Short exercise => Exactly reproduce the lines that follow.

════════════════════

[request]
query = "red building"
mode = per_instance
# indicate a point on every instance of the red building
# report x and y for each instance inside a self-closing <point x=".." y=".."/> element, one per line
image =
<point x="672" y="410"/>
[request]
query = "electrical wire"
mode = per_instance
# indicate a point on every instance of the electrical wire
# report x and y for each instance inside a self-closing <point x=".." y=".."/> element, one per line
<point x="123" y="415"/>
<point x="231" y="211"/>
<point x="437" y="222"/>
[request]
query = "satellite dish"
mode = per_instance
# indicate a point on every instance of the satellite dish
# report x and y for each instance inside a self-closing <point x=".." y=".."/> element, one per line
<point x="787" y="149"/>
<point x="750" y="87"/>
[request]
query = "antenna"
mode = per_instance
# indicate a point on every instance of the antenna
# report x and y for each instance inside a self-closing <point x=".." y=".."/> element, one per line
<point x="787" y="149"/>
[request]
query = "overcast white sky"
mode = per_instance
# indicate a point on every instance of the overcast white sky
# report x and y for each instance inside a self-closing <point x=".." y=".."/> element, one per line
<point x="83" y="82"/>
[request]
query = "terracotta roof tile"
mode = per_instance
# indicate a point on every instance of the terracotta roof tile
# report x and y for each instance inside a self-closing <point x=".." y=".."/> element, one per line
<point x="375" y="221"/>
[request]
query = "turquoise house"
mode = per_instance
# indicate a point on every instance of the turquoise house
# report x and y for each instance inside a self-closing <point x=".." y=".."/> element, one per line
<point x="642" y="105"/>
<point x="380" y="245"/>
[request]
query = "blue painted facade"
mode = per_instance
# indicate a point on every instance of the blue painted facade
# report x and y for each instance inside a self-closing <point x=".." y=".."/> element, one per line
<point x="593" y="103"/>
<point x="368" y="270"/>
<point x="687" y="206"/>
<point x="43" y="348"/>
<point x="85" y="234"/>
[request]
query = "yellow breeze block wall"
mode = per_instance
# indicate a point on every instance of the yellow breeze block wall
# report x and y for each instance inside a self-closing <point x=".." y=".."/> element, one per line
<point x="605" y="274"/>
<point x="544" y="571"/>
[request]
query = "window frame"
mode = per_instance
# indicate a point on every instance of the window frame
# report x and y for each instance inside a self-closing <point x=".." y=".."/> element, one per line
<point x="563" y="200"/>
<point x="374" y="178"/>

════════════════════

Answer =>
[request]
query = "red building"
mode = per_instance
# indicate a point on every instance of the red building
# report x and y for each instance inside a self-closing <point x=".." y=".."/> element, one per line
image =
<point x="672" y="410"/>
[request]
query = "electrical wire"
mode = per_instance
# indicate a point on every instance of the electrical wire
# report x and y for each instance inside a self-closing <point x=".." y=".."/> element, one per line
<point x="123" y="415"/>
<point x="231" y="211"/>
<point x="437" y="222"/>
[request]
query = "satellite dish"
mode = per_instance
# indicate a point on every instance of the satellite dish
# report x and y for each instance inside a self-closing <point x=".." y=".."/> element, one per line
<point x="787" y="149"/>
<point x="750" y="87"/>
[request]
query = "antenna"
mode = per_instance
# indicate a point on every instance of the antenna
# report x and y for each instance inside a self-closing <point x=".." y=".."/> element, one per line
<point x="787" y="149"/>
[request]
query = "overcast white sky"
mode = per_instance
# indicate a point on every instance of the overcast white sky
# report x and y for each instance inside a self-closing <point x=".." y=".."/> element, one per line
<point x="83" y="82"/>
[request]
query = "terracotta roof tile"
mode = per_instance
# indicate a point on every instance of the terracotta roof tile
# report x and y for each instance inside a self-closing <point x=".." y=".."/> element, one per line
<point x="375" y="221"/>
[request]
query = "turquoise house"
mode = per_instance
# indicate a point on every instance of the turquoise house
# report x and y for each instance inside a self-closing <point x=".." y=".."/> element, one per line
<point x="642" y="105"/>
<point x="380" y="245"/>
[request]
query = "blue painted facade"
mode = per_instance
# indicate a point on every instance of the blue painted facade
# report x and y for each instance inside a self-closing <point x=".." y=".."/> element, one per line
<point x="593" y="103"/>
<point x="368" y="270"/>
<point x="687" y="206"/>
<point x="43" y="348"/>
<point x="85" y="234"/>
[request]
query = "yellow breeze block wall"
mode = per_instance
# indicate a point on every instance of the yellow breeze block wall
# report x and y for each instance inside a self-closing <point x=".." y=".."/> element, one per line
<point x="605" y="274"/>
<point x="544" y="571"/>
[request]
query = "window frame"
mode = per_instance
# indicate a point on every instance of the window frame
# report x and y for each instance inside a self-closing <point x=".." y=".."/> element, one per line
<point x="563" y="200"/>
<point x="374" y="178"/>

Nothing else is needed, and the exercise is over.